_Problem description_
Find each line in the listing below that contains the string "item" with matching case, and copy those lines.

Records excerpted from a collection
◇ ◇ ◇

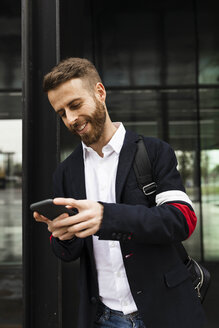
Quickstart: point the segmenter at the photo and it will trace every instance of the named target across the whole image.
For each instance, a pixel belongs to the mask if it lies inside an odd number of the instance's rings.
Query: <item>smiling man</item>
[[[133,170],[138,135],[111,121],[94,65],[60,62],[45,76],[44,91],[81,139],[54,174],[54,203],[78,213],[53,221],[34,213],[47,223],[55,254],[81,260],[78,327],[203,327],[200,301],[175,248],[192,234],[196,216],[171,147],[144,138],[157,184],[150,208]]]

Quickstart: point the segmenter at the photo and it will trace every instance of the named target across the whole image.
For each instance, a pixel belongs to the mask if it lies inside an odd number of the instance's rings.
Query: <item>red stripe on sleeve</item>
[[[187,237],[187,238],[189,238],[189,236],[191,236],[191,234],[195,230],[195,226],[197,223],[197,217],[195,215],[195,212],[192,211],[187,205],[178,204],[178,203],[171,203],[171,205],[177,207],[182,212],[182,214],[185,216],[186,222],[189,227],[189,235]]]

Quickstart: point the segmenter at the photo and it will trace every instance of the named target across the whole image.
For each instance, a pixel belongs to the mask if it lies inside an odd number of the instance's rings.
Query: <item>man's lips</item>
[[[83,132],[84,132],[84,130],[86,129],[86,126],[87,126],[87,122],[85,122],[85,123],[83,123],[83,124],[81,124],[81,125],[75,127],[74,130],[75,130],[77,133],[80,134],[80,133],[83,133]]]

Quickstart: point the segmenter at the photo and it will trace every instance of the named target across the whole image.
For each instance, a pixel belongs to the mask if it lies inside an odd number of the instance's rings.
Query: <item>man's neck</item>
[[[97,143],[90,145],[90,147],[95,150],[99,156],[103,157],[102,149],[108,144],[113,135],[115,134],[117,128],[109,119],[105,123],[104,131]]]

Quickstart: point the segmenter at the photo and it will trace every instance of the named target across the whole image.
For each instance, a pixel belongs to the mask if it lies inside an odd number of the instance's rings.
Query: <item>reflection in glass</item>
[[[0,263],[21,263],[21,120],[0,121]]]
[[[201,188],[206,260],[219,259],[219,91],[200,90]]]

◇ ◇ ◇

_Solution_
Query: <item>smiling man</item>
Query: <item>red stripe on sleeve</item>
Query: <item>man's lips</item>
Query: <item>man's neck</item>
Query: <item>reflection in glass</item>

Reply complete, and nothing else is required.